• _Assignment_: Write the data out again exactly, with every picture removed.

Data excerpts
========================

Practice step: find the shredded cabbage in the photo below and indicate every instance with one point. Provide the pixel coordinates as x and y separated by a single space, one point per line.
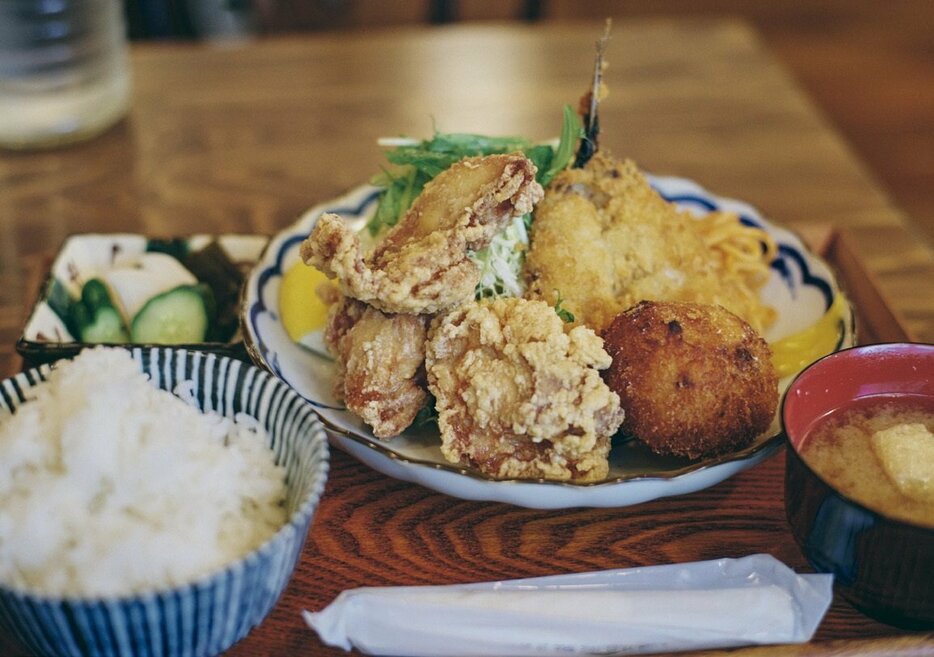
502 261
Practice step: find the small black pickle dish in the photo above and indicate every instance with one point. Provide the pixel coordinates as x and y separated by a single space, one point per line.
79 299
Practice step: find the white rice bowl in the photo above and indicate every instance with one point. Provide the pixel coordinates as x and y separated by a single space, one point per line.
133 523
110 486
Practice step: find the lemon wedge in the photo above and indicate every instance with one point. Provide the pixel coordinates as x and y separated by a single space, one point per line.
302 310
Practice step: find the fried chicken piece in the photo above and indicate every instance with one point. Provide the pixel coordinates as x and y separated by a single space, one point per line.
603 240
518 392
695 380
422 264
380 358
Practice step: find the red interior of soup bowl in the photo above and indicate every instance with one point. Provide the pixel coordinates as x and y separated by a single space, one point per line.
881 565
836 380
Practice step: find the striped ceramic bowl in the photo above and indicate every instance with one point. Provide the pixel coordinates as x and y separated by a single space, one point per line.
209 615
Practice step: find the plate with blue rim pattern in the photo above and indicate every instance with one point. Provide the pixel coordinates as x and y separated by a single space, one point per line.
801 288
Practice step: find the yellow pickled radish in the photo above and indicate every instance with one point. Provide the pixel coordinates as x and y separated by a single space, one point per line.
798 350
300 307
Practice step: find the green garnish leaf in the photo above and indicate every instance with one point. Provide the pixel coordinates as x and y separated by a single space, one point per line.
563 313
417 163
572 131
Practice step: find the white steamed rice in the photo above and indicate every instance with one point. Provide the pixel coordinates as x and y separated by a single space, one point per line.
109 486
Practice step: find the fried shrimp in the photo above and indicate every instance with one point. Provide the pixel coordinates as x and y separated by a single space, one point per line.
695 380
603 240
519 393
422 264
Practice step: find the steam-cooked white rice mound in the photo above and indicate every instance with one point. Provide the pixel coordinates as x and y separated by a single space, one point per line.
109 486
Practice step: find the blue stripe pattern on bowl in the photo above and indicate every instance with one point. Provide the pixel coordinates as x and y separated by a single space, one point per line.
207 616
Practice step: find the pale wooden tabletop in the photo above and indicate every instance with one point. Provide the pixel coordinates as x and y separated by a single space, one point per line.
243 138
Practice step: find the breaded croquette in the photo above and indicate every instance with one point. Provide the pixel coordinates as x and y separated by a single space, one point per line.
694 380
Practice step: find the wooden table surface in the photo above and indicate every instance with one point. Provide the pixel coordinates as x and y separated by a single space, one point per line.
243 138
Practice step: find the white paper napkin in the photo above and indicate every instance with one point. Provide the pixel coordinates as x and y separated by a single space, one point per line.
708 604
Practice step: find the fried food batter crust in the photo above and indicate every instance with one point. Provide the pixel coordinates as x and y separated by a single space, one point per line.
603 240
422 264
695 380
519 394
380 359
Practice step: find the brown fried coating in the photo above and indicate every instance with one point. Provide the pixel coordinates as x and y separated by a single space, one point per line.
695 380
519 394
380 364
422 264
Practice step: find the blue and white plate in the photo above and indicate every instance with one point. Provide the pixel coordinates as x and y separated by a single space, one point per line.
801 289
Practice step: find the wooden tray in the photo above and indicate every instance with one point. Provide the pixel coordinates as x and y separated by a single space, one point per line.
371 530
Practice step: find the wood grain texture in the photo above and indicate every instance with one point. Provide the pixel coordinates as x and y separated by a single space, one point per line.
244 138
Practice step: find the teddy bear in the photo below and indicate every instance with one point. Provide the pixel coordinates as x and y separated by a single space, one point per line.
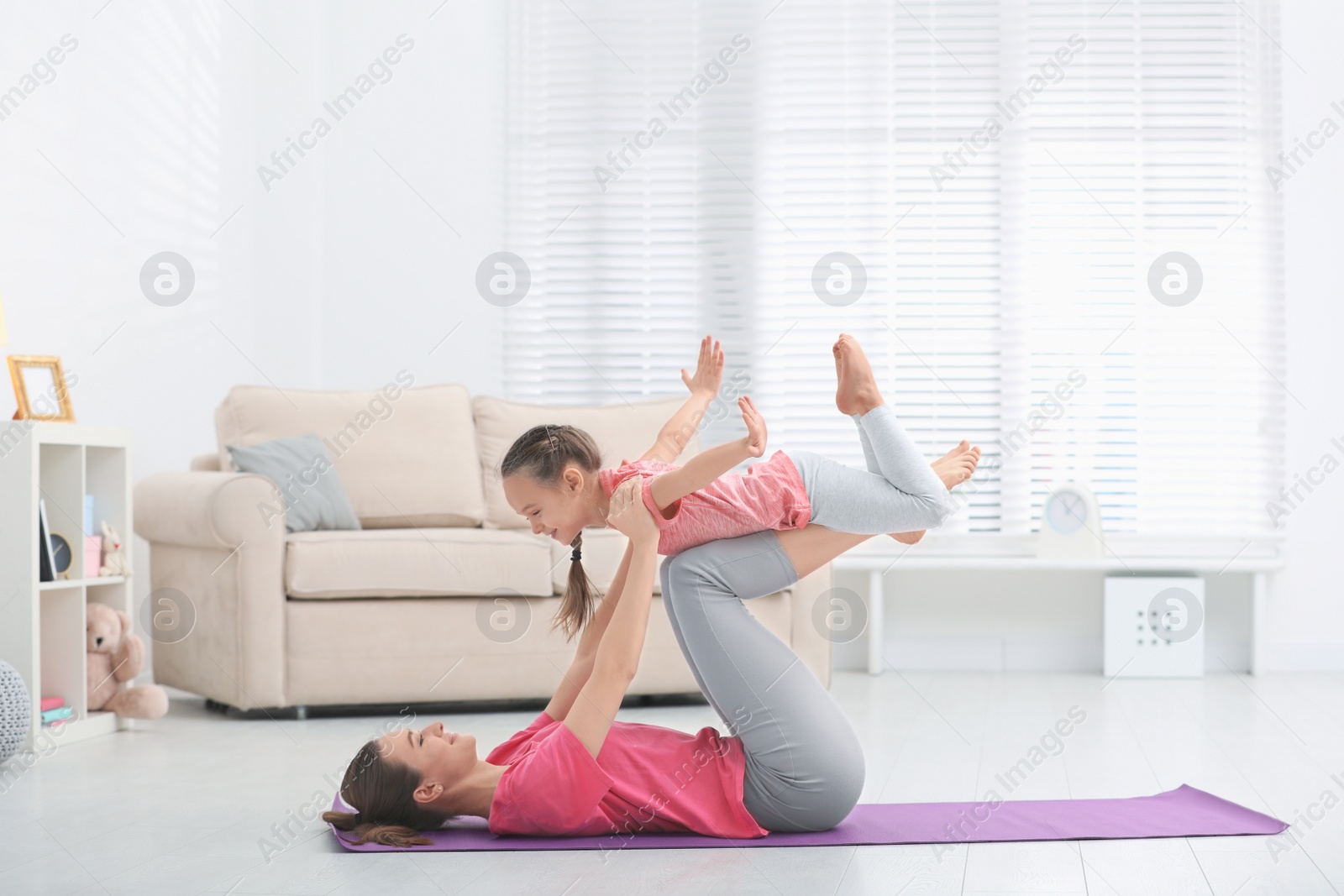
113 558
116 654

========================

• _Solved problem_:
Practice step: find the shredded cabbage in the photo below and indicate every instance with one point. Provide the pixel coordinates as x and y separated by a single space, one point per line.
502 261
Practice step: find the small black pickle dish in the photo above and indicate every instance with one point. Provide the pixel coordinates as x and y separated by a single space, one point per line.
79 299
Practice step: find the white rice bowl in the photo above and indicate every instance with one point. Provide the pixel coordinates as x and y separated by a single space, one point per line.
133 523
110 486
Practice step: find the lemon wedge in the photo above and indicate every instance with one point. Provide the pixel coordinates as x and y separated by a single space, one point per line.
302 310
Practice step: find the fried chicken piece in the photo above and indicate every instance with one point. Provide the pixel coordinates as x and y separated by a single space, one point per line.
603 240
518 392
695 380
422 264
380 358
Practice step: find the red interior of soup bowl in the photo above and indicate every instance with one point. Provide the pixel coordinates as x and y separated by a single space, one point per line.
881 565
836 380
Practice step: find the striped ceramic bowl in the photo above and indicate every instance with one point. Provide the pixel coordinates as x and y separated by a single space, one point per line.
209 615
Practice step: find the plate with blue rim pattern in the photo above and indicate every instance with one point. Provide the pixel coordinates as x and y separated by a single space, one point per line.
801 288
Practice step: find the yellow pickled radish in the photo above and indicate every instance with one point. Provide the pixel coordinates as x and y separated by a single space, one point per line.
798 350
300 307
Practice step: find the green garnish leaf in the photo above and indicate every instance with one point. Provide the pixel coordinates as x and y separated by a single space, one point per line.
563 313
417 163
572 131
Practice step: find the white steamed rice in the photo above and indicate every instance with one point. Provide the pixel coordinates as x and y separated by a single space, one point per line.
109 486
Practice step: find the fried shrimp in the photo above and indicate every instance with one point. Provide the pixel coordinates as x and y separated by a single space, one point per line.
695 380
603 240
519 393
422 264
Practice step: find the steam-cooked white rice mound in the photo above and indicate every instance with one point. Provide the pixel coordinates as x and y separated by a single space, one point per line.
109 486
Practice step: find the blue stripe pattern on bowl in the photo above and indicate every instance with one point. Provide the pixel coordinates as x and y separated by a single space, one point per line.
207 616
Practice step: find the pale wooden tabletop in the photo above and indicate every instance with one point. Provide the pixel coordinates as x and y separated by a single space, one point per line.
243 138
Practice step: find the breaded croquette in the photo above and indicate every instance with one point. Provide the pixel coordinates as x and y separated by a single space, one point per line.
694 380
Practice step: find the wooden table surface in the photo above and indicate every instance with one point. Provide the pixel coordinates as x and y separated by a single space, one point per line.
243 138
Practice step: find the white paper napkin in the photo above and indicate every instance with one point. Provide the pixel coordinates as x and y separated by a single space, one point per line.
708 604
Practice step: find the fried food batter crust in the photo above and indicate every instance with one point. Provide the pixel coordinates as x and y separated by a single space, one point per line.
603 240
422 264
695 380
519 394
380 359
Practice step: find the brown fried coating in the photo above and indicate every instance with one point. Provide the pixel coordinates as x and y separated by a single space, one point per line.
695 380
519 394
380 364
422 264
Practice step: find the blue and white plate in the photo above and indicate every instance with one point. Provide the pixel coordinates as x and y separated by a single space, one point per line.
801 289
Practice step: find the wooden tray in the photo above and indicate every instance with one point. Provide the pixel coordinates as x and y separated by a single space, one point per line.
371 530
Practice step: find the wood grain texture in the photo above and indicate every instance with one point. Provide the pixel coordinates as x and y separated by a single space, one point per line.
244 138
Practice step: find the teddy bear in the photo below and indicate every instance with one point. Provide the pixel coordinates as x and y separated by a single space, one point per line.
113 558
116 654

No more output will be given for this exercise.